§ **The task**
Repeat exactly every line that comes at or after the line containing "Target: aerial highway interchange", through the end of the entries below.

§ **Data records**
◆ ◆ ◆

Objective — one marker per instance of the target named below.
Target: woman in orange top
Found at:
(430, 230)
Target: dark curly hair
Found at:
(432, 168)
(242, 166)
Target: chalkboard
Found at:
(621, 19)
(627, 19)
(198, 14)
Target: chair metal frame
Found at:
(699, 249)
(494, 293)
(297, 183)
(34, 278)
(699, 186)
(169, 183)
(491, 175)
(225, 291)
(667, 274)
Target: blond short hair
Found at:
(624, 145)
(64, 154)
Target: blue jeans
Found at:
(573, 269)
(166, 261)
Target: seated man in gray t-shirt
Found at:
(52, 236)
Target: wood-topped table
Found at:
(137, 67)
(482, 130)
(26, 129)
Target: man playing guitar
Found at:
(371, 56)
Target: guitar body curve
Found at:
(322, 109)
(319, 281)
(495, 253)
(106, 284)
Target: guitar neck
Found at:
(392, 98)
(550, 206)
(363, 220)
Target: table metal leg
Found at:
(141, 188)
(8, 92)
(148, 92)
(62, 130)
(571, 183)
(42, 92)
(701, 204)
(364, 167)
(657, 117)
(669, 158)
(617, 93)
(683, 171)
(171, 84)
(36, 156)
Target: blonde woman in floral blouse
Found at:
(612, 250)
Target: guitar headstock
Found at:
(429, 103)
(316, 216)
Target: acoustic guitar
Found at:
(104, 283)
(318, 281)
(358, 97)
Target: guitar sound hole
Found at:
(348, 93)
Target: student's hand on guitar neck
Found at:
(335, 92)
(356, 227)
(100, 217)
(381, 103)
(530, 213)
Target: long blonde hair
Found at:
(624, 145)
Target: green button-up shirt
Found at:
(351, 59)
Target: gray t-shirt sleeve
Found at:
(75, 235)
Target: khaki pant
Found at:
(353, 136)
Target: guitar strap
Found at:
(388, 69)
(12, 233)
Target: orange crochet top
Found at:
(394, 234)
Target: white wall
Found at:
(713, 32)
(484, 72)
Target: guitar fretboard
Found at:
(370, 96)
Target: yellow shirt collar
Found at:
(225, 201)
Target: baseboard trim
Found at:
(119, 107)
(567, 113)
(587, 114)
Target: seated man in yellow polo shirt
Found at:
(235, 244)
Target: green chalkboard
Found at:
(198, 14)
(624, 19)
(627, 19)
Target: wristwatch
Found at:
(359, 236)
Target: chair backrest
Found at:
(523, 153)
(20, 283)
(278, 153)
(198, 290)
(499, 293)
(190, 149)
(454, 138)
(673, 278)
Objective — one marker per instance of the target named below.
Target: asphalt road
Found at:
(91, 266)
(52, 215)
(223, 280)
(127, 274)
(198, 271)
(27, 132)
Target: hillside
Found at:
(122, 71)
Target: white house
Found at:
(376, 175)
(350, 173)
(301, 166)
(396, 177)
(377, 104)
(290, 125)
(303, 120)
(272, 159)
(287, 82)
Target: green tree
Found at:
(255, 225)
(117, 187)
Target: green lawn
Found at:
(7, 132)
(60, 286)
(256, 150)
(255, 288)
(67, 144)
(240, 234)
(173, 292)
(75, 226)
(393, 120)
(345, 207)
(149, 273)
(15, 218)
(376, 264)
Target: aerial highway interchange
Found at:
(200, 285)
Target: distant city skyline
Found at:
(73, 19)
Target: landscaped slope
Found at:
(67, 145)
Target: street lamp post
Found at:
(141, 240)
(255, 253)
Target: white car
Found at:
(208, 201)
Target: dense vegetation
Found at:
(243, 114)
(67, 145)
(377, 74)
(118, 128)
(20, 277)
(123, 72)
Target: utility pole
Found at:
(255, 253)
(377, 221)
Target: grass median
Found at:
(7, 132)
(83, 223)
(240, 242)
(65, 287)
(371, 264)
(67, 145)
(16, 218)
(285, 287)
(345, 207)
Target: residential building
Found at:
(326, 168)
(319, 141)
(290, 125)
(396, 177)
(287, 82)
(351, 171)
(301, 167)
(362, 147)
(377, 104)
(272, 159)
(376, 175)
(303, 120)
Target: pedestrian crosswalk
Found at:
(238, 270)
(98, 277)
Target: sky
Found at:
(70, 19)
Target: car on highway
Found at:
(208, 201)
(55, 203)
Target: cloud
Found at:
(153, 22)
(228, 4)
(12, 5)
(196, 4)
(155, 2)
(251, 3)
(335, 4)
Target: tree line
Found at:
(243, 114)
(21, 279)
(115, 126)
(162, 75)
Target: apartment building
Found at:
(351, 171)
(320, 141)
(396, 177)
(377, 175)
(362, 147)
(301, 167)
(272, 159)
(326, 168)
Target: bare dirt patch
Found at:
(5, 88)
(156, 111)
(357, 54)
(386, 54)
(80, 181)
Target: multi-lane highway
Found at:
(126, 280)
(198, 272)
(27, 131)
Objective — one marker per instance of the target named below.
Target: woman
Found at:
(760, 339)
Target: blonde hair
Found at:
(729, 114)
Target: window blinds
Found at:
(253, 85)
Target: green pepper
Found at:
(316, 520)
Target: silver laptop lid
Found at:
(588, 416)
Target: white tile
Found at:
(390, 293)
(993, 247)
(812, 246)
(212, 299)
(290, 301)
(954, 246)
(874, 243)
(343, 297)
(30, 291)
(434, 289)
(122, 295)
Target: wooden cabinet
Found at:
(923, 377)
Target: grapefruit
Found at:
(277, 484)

◆ ◆ ◆

§ **Task output**
Target: aerial highway interchange
Found at:
(200, 285)
Target: distant city skyline
Found at:
(73, 19)
Target: landscaped slope
Found at:
(67, 145)
Target: street lamp post
Found at:
(141, 240)
(255, 253)
Target: white car
Found at:
(208, 201)
Target: dense vegetation
Found at:
(243, 114)
(67, 145)
(377, 74)
(118, 128)
(20, 277)
(123, 72)
Target: utility pole
Found at:
(255, 253)
(377, 221)
Target: grass median
Found at:
(7, 132)
(83, 223)
(240, 242)
(65, 287)
(371, 264)
(67, 145)
(16, 218)
(285, 287)
(345, 207)
Target: residential building
Found at:
(326, 168)
(319, 141)
(290, 125)
(396, 177)
(287, 82)
(351, 171)
(301, 167)
(362, 147)
(377, 104)
(272, 159)
(376, 175)
(303, 120)
Target: pedestrian crosswalk
Found at:
(238, 270)
(98, 277)
Target: sky
Found at:
(70, 19)
Target: car on highway
Found at:
(208, 201)
(55, 203)
Target: cloud
Found at:
(153, 22)
(228, 4)
(12, 5)
(196, 4)
(155, 2)
(251, 3)
(335, 4)
Target: tree line
Found at:
(243, 114)
(21, 279)
(115, 126)
(162, 75)
Target: apartment building
Found at:
(351, 171)
(320, 141)
(396, 177)
(377, 175)
(362, 147)
(301, 167)
(272, 159)
(326, 168)
Target: bare dirt patch
Found at:
(5, 88)
(156, 111)
(357, 54)
(386, 54)
(80, 181)
Target: multi-lane highway
Found at:
(126, 280)
(198, 272)
(27, 131)
Objective — one marker per instance of the target named below.
Target: woman
Found at:
(760, 339)
Target: blonde hair
Found at:
(729, 114)
Target: window blinds
Found at:
(253, 85)
Target: green pepper
Found at:
(316, 520)
Target: silver laptop lid
Found at:
(588, 416)
Target: white tile
Found at:
(390, 293)
(993, 247)
(812, 246)
(212, 299)
(290, 301)
(954, 246)
(874, 243)
(343, 297)
(30, 291)
(434, 289)
(122, 295)
Target: wooden cabinet
Found at:
(923, 377)
Target: grapefruit
Found at:
(277, 484)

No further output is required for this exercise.